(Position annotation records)
>>>>>

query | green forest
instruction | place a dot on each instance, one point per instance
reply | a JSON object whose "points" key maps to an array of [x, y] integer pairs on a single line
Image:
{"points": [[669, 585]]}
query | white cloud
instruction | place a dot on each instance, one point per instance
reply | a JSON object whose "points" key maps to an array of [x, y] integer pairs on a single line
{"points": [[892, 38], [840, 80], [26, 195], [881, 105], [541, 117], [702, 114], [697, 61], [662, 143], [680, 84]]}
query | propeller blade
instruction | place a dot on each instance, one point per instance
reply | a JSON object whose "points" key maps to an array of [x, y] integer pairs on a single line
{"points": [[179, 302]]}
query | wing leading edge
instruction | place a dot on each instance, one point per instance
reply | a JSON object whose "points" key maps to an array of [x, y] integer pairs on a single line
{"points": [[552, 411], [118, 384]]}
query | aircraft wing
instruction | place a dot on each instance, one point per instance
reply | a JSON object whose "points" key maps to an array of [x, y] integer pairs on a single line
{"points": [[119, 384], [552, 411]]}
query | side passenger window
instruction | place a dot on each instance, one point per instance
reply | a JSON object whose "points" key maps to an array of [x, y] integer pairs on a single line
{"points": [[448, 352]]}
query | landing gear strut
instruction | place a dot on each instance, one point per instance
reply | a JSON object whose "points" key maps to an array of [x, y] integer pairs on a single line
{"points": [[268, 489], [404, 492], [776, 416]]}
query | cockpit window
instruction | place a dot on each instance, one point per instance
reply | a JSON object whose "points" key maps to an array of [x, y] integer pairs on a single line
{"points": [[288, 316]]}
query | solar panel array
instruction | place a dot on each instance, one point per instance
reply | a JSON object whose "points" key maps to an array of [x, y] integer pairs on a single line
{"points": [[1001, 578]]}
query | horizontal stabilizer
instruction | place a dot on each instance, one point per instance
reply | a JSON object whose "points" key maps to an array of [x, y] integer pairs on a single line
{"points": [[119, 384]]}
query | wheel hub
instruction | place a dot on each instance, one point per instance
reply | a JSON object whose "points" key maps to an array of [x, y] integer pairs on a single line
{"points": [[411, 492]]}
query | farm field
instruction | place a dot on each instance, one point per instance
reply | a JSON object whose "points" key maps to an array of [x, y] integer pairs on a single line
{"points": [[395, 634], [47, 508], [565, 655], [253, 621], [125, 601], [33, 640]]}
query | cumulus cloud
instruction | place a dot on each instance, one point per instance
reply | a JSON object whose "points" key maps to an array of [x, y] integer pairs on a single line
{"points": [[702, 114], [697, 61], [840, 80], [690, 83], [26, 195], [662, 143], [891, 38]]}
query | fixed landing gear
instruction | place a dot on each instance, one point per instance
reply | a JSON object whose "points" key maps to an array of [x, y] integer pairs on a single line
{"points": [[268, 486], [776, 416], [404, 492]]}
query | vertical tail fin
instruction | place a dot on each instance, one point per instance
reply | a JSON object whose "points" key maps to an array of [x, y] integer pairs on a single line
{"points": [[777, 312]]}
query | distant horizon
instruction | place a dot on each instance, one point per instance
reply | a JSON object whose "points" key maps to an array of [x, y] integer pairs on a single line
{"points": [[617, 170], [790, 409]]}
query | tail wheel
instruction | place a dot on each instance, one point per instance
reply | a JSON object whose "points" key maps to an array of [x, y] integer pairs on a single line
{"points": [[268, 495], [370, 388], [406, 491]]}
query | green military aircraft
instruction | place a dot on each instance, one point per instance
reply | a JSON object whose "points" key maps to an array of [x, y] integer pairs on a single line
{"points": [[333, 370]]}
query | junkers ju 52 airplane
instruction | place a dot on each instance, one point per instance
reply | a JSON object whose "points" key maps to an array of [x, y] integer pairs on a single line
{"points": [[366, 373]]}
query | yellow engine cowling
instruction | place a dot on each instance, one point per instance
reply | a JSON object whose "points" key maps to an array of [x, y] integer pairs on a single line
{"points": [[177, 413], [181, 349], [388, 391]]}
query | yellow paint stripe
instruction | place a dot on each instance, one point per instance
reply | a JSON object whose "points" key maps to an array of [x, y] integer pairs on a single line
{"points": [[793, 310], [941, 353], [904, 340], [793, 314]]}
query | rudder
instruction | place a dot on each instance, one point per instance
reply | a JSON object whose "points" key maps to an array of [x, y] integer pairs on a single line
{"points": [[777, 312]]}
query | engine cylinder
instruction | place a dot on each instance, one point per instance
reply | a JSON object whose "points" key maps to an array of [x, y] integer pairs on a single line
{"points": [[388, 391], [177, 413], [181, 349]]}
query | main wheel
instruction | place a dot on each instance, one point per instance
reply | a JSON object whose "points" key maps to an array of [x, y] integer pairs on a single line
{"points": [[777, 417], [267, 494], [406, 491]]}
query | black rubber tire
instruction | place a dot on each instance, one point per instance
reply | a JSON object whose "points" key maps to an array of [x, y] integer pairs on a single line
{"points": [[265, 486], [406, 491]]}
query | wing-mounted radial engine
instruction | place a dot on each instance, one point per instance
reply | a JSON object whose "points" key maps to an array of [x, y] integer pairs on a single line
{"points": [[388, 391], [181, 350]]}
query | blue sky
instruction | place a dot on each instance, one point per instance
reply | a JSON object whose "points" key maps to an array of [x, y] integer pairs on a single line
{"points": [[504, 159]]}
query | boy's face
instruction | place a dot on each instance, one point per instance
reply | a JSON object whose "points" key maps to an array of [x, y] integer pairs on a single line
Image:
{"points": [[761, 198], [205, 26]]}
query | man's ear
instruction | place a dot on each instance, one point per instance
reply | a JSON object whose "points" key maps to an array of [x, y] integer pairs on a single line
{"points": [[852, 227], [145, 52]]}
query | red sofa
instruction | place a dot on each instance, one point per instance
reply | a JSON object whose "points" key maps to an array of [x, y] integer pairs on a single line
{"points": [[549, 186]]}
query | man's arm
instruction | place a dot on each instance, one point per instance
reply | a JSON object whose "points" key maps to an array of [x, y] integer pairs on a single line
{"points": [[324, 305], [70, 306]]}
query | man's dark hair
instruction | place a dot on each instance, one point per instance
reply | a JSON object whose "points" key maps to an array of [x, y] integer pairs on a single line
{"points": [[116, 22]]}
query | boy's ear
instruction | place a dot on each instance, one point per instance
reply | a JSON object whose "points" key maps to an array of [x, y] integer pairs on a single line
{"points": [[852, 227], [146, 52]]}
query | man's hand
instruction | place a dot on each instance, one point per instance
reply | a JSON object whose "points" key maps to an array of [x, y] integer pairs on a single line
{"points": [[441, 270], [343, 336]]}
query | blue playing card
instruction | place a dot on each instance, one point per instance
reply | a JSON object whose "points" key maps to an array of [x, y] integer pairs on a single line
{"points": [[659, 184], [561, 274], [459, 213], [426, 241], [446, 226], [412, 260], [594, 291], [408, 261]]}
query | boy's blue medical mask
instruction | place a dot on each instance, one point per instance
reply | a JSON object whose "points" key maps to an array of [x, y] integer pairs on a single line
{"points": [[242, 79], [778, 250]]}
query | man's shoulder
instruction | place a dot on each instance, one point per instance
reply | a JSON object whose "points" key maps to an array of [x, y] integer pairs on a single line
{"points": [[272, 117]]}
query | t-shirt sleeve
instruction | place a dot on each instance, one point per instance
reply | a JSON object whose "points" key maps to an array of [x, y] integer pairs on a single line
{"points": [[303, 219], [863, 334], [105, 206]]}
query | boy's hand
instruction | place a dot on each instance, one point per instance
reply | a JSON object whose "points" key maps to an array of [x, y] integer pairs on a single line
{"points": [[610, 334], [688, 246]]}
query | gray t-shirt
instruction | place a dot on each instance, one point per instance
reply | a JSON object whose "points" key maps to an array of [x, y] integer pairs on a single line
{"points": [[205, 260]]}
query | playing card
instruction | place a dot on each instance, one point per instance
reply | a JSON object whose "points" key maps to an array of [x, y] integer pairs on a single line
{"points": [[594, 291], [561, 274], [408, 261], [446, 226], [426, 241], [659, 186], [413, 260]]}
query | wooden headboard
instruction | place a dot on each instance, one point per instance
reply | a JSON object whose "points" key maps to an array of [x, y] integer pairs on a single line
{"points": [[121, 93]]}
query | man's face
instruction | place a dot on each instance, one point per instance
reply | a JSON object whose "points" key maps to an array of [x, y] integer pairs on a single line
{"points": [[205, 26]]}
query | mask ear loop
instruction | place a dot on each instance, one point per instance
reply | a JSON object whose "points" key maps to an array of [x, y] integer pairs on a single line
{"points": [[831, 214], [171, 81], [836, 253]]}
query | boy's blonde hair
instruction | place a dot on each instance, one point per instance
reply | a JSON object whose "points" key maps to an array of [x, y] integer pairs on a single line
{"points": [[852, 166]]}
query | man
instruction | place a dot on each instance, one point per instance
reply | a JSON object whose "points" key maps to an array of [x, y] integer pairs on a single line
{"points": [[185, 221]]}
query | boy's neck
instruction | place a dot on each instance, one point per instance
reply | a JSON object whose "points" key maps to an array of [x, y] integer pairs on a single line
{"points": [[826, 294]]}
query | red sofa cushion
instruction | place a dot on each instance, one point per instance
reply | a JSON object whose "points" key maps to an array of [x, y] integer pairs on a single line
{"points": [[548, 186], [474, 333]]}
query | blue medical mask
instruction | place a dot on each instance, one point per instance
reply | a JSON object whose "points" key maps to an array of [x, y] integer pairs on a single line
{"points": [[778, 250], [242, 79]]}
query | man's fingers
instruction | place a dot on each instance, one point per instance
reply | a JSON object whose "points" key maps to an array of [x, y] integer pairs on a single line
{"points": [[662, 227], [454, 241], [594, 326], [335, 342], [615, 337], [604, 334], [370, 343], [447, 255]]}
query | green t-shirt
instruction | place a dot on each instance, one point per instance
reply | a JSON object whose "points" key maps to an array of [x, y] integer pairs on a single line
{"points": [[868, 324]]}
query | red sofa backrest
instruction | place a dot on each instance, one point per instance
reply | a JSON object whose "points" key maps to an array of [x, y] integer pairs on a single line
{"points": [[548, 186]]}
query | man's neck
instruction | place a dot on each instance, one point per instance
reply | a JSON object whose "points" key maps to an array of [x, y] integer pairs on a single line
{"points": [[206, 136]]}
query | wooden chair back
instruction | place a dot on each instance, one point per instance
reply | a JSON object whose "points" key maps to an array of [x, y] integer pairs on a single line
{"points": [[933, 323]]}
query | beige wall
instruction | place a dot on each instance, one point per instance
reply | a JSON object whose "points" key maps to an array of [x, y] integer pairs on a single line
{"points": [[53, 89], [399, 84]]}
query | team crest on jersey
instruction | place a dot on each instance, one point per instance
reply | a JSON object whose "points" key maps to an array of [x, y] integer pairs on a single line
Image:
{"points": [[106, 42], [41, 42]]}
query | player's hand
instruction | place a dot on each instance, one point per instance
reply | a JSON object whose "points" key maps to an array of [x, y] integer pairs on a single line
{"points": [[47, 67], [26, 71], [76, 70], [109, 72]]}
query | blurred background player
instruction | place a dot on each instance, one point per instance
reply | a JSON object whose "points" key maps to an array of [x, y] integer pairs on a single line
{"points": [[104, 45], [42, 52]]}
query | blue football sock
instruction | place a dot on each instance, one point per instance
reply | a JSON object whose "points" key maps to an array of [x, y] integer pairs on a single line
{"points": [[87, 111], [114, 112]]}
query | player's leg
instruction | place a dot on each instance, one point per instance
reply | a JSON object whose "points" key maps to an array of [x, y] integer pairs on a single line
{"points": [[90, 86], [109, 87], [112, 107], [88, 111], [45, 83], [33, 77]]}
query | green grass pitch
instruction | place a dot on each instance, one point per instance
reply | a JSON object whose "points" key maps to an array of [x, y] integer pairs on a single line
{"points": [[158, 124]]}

<<<<<

• [TASK TO CARRY OUT] Copy verbatim everything from the line reading "query | blue football sock" down to the last of the rows above, including both of those lines.

• [SOLUTION FOR THIS TASK]
query | blue football sock
instruction | place a dot on each instance, one point per instance
reply | a JSON object whose "points" key maps to an array of [x, y] integer pairs on a single line
{"points": [[87, 111], [114, 112]]}
query | player's leg
instruction | place a dot on each instance, one point per instance
reply | a JSON object whose "points" key maps to an array of [x, y] integer pairs on a single line
{"points": [[90, 86], [109, 87], [112, 107], [88, 111], [45, 83], [33, 77]]}
query | green grass pitch
instruction | place a dot on each instance, one point per instance
reply | a JSON object whose "points" key maps to an array of [x, y] integer pairs on a single line
{"points": [[158, 124]]}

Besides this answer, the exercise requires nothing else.